Excerpts from a dataset:
------
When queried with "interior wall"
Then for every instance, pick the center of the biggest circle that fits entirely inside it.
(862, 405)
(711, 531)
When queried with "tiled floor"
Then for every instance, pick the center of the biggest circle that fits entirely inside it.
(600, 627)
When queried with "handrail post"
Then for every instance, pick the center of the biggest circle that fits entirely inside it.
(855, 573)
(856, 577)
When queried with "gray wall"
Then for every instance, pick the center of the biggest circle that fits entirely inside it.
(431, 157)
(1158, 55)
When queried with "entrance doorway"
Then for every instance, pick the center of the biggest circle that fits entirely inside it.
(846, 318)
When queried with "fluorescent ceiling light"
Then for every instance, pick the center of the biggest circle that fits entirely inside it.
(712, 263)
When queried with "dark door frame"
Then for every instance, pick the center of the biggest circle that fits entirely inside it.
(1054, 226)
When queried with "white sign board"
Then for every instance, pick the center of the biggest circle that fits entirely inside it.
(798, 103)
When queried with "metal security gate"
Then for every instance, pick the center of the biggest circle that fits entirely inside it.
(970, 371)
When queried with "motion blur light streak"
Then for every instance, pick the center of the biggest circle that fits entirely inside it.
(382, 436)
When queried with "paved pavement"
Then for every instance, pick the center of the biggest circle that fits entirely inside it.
------
Assignment
Where does "light" occur in the data? Copy each line that has it.

Task result
When queried with "fluorescent ceiling light"
When queried with "motion blur light streak"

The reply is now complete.